Given instruction - Exactly as written, print each record in the listing.

Records from a dataset:

※ ※ ※

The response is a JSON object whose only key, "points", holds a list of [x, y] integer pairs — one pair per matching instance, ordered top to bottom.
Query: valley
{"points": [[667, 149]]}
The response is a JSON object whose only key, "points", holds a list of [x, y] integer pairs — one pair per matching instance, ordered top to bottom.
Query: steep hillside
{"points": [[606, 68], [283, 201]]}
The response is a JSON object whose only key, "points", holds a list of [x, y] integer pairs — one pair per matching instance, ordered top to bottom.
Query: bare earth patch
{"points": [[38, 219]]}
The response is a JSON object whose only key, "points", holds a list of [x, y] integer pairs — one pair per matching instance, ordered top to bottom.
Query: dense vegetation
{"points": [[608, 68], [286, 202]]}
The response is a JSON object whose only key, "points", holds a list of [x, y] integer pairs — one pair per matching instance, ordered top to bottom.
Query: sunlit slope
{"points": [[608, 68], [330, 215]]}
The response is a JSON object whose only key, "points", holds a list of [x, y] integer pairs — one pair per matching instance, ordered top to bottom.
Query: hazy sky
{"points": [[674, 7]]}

※ ※ ※

Full response -
The response is a JSON object whose only key, "points", holds a list of [x, y] integer pairs — one pair per matching instance, ordered top to bottom.
Query: valley
{"points": [[667, 149]]}
The response is a JSON object whose only key, "points", holds a list of [x, y] integer pairs — one pair per matching instance, ordered top to bottom.
Query: steep hillside
{"points": [[606, 68], [283, 201]]}
The response is a JSON object whose only key, "points", holds a list of [x, y] integer pairs — one pair per matching instance, ordered top to bottom.
Query: bare earth patch
{"points": [[38, 219]]}
The response is a JSON object whose only key, "points", holds a list of [x, y] integer pairs — one pair per matching instance, ordered top to bottom.
Query: dense vegetation
{"points": [[608, 68], [286, 202]]}
The response is a JSON object whose only key, "points", holds a list of [x, y] integer pairs — one pair per matching instance, ordered top to bottom.
Query: sunlit slope
{"points": [[608, 68], [330, 215]]}
The response is a JSON object whose only key, "points", holds a list of [x, y] integer pairs — one pair per matching instance, ordered top to bottom.
Query: hazy sky
{"points": [[674, 7]]}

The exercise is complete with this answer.